Rescale the lines from the first one through the line with "top-left (224, 593), bottom-right (309, 768)", both included: write them all out again, requests too, with every bounding-box coordinate in the answers multiplied by 0.95 and rounded to a whole number, halves up. Leave the numbers in the requests unchanged.

▶ [Task inputs]
========

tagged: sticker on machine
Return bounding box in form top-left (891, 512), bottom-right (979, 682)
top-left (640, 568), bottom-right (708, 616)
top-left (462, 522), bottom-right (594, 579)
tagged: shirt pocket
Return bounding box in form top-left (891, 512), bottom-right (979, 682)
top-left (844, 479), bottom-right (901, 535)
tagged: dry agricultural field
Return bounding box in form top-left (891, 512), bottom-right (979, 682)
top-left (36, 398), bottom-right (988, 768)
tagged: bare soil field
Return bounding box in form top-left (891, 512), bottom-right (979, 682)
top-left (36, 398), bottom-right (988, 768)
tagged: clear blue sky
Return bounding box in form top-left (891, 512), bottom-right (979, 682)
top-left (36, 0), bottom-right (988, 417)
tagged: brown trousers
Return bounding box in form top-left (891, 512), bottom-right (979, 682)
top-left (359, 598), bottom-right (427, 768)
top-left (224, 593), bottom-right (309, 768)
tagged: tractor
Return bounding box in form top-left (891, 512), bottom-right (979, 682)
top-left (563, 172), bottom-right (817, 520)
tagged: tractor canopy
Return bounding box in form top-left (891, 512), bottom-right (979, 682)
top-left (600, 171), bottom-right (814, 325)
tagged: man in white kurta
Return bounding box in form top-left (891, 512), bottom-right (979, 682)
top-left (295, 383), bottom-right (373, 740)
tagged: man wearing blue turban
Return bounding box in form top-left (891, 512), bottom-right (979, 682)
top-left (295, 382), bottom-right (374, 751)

========

▶ [Correct output]
tagged: sticker on machine
Return bounding box in form top-left (891, 512), bottom-right (979, 682)
top-left (608, 540), bottom-right (673, 585)
top-left (439, 496), bottom-right (564, 550)
tagged: shirt pocket
Return bounding box in form top-left (891, 512), bottom-right (979, 682)
top-left (802, 455), bottom-right (856, 508)
tagged: dry agricultural field
Return bounding box in form top-left (891, 512), bottom-right (979, 682)
top-left (34, 378), bottom-right (939, 730)
tagged: bare soil field
Return bounding box in form top-left (891, 512), bottom-right (979, 682)
top-left (34, 378), bottom-right (939, 730)
tagged: clear blue sky
Return bounding box in form top-left (891, 512), bottom-right (979, 682)
top-left (34, 0), bottom-right (939, 396)
tagged: brown trousers
Return bounding box in form top-left (891, 512), bottom-right (979, 682)
top-left (341, 568), bottom-right (406, 730)
top-left (213, 563), bottom-right (294, 730)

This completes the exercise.